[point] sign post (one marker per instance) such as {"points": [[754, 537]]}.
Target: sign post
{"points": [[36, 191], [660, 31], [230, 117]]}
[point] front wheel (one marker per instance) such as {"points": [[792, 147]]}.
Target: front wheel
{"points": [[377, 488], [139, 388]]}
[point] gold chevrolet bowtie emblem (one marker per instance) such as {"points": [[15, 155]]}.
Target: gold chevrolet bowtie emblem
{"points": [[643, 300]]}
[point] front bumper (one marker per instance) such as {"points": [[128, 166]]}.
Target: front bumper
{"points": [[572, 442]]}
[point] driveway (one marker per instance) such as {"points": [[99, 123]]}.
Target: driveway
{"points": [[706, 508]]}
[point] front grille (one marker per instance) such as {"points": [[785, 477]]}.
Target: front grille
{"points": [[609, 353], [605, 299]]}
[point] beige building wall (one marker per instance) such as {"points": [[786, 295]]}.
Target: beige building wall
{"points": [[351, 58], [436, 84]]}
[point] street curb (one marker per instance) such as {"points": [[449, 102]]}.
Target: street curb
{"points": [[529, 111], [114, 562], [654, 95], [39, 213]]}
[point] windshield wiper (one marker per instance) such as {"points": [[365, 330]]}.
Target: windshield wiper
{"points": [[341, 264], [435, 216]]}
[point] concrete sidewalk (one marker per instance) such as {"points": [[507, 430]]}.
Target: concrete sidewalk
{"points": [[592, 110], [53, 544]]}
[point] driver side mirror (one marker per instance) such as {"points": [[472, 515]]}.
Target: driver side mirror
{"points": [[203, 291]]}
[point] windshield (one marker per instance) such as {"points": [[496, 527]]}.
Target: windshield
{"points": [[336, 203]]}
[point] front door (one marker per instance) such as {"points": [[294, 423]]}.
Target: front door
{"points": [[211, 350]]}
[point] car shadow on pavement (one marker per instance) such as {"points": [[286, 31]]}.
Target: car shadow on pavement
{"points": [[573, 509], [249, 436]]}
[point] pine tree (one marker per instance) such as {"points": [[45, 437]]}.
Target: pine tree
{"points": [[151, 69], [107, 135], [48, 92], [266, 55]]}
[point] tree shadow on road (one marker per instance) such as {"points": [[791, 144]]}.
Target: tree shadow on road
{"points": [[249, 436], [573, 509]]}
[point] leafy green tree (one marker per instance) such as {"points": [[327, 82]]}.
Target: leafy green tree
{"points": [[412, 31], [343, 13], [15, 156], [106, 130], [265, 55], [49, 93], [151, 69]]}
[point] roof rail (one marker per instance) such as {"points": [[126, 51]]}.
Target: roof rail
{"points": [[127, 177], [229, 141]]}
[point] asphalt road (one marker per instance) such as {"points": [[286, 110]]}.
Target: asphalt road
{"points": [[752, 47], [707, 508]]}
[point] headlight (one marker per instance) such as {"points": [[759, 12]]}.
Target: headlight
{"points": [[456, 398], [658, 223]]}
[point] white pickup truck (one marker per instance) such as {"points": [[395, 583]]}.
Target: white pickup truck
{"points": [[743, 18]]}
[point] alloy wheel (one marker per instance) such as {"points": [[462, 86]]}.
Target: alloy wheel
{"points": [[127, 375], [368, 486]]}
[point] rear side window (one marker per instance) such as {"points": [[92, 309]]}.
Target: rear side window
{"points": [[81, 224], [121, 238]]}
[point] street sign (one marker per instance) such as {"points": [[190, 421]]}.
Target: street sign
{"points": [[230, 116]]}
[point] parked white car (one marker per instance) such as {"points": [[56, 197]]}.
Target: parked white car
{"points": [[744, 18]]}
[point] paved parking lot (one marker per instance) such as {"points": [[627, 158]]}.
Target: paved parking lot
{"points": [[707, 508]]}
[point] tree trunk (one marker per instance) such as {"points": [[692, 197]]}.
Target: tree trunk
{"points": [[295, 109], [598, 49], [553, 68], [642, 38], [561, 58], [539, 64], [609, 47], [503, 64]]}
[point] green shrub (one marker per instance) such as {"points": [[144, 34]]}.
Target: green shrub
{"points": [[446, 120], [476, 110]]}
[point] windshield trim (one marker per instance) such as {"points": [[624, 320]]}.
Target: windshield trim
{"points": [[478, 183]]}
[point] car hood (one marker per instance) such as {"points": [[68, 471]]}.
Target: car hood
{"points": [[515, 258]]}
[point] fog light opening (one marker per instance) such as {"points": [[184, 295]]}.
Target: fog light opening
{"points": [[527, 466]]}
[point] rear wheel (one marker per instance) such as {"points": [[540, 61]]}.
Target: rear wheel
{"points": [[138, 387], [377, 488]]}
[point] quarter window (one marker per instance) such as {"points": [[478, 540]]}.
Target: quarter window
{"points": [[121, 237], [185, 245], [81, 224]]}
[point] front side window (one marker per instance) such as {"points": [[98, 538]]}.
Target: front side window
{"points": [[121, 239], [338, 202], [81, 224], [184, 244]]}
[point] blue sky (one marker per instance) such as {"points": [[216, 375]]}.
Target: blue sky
════════════════
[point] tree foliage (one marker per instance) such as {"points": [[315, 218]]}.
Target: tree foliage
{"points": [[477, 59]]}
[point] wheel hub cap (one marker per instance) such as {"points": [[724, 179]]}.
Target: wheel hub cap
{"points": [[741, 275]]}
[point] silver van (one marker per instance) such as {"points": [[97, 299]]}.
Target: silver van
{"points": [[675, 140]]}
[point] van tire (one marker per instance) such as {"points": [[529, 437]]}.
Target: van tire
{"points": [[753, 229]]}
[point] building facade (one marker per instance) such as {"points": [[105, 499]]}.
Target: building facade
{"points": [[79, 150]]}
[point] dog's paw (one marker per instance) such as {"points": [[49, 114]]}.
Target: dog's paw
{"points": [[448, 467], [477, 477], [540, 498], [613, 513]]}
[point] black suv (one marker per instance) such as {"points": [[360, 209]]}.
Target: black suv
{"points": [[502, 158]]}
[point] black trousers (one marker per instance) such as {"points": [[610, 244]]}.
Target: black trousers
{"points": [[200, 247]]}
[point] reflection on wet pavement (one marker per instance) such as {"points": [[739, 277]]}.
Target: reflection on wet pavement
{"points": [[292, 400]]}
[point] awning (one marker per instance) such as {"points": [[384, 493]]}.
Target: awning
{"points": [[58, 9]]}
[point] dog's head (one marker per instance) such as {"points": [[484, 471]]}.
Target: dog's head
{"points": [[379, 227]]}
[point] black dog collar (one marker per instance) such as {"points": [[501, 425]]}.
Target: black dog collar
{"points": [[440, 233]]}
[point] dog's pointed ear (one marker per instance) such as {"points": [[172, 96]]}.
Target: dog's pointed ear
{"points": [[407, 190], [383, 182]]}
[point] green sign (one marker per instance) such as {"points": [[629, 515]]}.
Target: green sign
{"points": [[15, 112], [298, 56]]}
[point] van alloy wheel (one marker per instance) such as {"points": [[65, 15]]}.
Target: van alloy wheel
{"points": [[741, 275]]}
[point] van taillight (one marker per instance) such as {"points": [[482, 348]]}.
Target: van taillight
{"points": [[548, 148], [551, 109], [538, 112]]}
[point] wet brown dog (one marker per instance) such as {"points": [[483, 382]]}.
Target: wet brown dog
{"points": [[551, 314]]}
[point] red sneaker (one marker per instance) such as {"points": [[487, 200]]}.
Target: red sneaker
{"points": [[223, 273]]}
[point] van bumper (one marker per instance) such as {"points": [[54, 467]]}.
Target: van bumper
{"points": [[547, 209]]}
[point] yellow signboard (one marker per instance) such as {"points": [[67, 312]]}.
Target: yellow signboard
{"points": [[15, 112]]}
════════════════
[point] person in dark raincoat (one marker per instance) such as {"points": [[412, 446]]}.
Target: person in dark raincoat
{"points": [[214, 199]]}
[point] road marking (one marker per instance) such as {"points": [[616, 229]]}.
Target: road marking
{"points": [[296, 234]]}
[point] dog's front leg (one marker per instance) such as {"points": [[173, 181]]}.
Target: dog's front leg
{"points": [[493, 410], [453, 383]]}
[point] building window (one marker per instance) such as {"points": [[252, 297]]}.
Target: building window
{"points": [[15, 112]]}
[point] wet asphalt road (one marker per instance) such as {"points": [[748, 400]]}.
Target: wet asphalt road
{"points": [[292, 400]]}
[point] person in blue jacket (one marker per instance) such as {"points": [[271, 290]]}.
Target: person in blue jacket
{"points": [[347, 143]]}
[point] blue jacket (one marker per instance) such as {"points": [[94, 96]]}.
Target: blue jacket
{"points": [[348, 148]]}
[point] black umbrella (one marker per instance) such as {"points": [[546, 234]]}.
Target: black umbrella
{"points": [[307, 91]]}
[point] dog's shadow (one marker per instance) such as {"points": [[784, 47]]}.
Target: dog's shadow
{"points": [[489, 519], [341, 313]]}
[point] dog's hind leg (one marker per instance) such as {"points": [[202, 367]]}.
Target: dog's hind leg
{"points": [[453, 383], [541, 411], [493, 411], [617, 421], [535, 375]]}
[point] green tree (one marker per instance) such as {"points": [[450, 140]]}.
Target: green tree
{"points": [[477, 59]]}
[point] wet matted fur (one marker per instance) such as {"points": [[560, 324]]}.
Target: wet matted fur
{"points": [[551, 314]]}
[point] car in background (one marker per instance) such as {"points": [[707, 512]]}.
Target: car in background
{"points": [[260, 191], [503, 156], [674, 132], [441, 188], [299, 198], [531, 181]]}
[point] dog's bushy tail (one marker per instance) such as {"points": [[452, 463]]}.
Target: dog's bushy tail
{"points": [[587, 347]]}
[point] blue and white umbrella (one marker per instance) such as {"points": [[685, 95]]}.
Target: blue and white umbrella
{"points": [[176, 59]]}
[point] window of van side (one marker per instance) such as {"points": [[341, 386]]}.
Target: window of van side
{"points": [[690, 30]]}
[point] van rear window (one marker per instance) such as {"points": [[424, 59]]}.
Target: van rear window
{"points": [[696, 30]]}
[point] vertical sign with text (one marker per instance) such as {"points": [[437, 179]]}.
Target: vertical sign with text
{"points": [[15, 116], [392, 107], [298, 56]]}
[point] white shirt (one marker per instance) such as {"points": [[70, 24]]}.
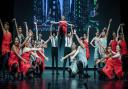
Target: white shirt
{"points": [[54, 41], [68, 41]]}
════════════════
Problem —
Pull out every line in the rows above that contains the string "headlight" and list those lines.

Answer below —
[point] headlight (one marker per instance) such as {"points": [[759, 12]]}.
Target: headlight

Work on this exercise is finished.